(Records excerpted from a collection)

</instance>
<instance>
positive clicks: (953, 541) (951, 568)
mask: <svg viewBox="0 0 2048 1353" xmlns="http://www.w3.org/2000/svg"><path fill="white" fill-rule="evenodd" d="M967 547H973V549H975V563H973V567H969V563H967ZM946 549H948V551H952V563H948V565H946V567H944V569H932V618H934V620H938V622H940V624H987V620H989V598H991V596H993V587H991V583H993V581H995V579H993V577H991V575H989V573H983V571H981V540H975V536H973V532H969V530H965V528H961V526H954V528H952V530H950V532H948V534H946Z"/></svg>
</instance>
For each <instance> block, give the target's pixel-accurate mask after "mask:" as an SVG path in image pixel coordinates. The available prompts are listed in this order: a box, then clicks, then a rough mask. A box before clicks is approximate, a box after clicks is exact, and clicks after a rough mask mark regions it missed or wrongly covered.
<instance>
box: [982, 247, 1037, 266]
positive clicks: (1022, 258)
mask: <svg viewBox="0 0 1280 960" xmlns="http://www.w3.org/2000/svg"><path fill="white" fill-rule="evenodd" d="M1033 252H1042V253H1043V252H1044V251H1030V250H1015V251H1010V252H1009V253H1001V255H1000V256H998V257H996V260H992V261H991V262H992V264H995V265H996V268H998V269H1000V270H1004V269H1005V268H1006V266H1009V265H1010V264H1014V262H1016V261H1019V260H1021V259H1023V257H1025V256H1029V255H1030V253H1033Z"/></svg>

*Job:*
What you return must be the entries, given again word for word.

*Completed task:*
</instance>
<instance>
positive clicks: (953, 541) (951, 568)
mask: <svg viewBox="0 0 2048 1353" xmlns="http://www.w3.org/2000/svg"><path fill="white" fill-rule="evenodd" d="M967 547H973V549H975V563H973V567H969V563H967ZM946 549H948V551H952V563H948V565H946V567H944V569H932V618H934V620H938V622H940V624H987V620H989V598H991V596H993V587H991V583H993V581H995V579H993V577H991V575H989V573H983V571H981V540H975V536H973V532H969V530H965V528H961V526H954V528H952V530H950V532H948V534H946Z"/></svg>
</instance>
For each <instance> block, give the target's pixel-accurate mask after "mask:" as an SVG path in image pixel coordinates. The available prompts are listed in this order: a box, then clicks, then a rough mask. A box before clicks is approximate, a box after clicks is exact, and clicks after a rough mask mark regions it missed or wrongly covered.
<instance>
box: [982, 247, 1037, 266]
positive clicks: (1022, 258)
mask: <svg viewBox="0 0 1280 960" xmlns="http://www.w3.org/2000/svg"><path fill="white" fill-rule="evenodd" d="M1033 252H1042V253H1043V252H1044V251H1030V250H1015V251H1010V252H1009V253H1001V255H1000V256H998V257H996V260H992V261H991V262H992V264H995V265H996V268H998V269H1000V270H1004V269H1005V268H1006V266H1009V265H1010V264H1014V262H1016V261H1019V260H1021V259H1023V257H1025V256H1029V255H1030V253H1033Z"/></svg>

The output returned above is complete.